### 短い課題 A
エントリのうち、「meadow, as integer pixel positions.」を含む行からその行も含めてエントリの最後までを対象に、「grassy meadow」を「open meadow」に置き換え、ほかは一切変えずに書き直してください。

### 本文ブロック
○ ○ ○
○THE BATMAN-ザ・バットマン-/THE BATMAN(2022)

監督 マット・リーヴス

☆☆☆

出/ロバート・パティンソン、ジェフリー・ライト、コリン・ファレル

音楽 マイケル・ジアッキノ(ジアッキノはいつだって最高!)

 

 はい、というわけで……『スパイダーマン:ノー・ウェイ・ホーム』に対して絶賛大激怒中のおっさんが『THE BATMAN-ザ・バットマン-』の感想を書いていきます。

 まずですね……いや、とっても良い存在の映画だと思います。 今までのバットマン映画とは違う風にしようとしたうえで一定のクオリティーに達していて、ちゃんと面白く観られる。

 もうこのハードルを越えている時点で一本の映画として大成功なわけですけれども、監督のマット・リーヴスを全然評価できない筆者としては、「『ザ・バットマン』もマット・リーヴス映画の一本に過ぎないっちゃ過ぎない」という感じです(好きか嫌いかで言えば好きですが)。

 良い存在と書いたのは、この『ザ・バットマン』のおかげで将来のバットマン映画に結構道が開けたなと思ったからです。新しい監督が挑戦的な作風にしてもきちんと大ヒットするという実績を作ってくれたからですね(でも大ヒットし過ぎてしばらくはこの路線が続くんでしょうが)。

 思ったのは、どんどん新しい監督や役者でバットマン映画を色々作ってみても良い時期になったのではないだろうか、という事です。本作も満足感を与えてくれる重要なバットマン映画である事は間違いないですが、そういう下地作りも同時にしてくれたなあ、と。
○ ○ ○
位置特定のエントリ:
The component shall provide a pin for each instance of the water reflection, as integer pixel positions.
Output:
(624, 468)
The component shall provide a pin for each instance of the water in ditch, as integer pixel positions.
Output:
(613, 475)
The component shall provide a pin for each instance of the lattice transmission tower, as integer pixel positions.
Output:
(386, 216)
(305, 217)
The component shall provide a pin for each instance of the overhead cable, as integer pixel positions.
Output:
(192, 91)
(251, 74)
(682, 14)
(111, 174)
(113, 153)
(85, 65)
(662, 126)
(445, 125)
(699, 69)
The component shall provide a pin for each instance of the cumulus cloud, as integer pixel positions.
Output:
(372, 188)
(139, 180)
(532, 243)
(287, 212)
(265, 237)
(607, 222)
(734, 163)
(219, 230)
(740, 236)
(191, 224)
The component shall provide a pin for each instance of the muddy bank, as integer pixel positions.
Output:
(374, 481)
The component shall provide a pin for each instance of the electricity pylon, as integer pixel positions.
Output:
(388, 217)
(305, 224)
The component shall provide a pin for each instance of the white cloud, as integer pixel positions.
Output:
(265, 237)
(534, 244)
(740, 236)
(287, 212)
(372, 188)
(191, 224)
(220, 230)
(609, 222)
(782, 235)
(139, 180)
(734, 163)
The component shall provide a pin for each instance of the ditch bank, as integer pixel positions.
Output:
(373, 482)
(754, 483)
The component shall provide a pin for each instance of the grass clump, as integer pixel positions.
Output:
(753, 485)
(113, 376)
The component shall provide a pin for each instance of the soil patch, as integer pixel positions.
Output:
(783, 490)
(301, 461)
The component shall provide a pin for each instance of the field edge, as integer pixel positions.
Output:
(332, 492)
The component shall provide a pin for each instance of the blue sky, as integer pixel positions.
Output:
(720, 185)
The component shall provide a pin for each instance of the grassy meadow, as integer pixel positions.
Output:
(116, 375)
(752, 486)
○ ○ ○
### 短い課題 B
バットマン映画の感想で、音楽を担当しているのは誰か。

### 記述回答 A
The component shall provide a pin for each instance of the open meadow, as integer pixel positions.
Output:
(116, 375)
(752, 486)

### 記述回答 B
マイケル・ジアッキノ。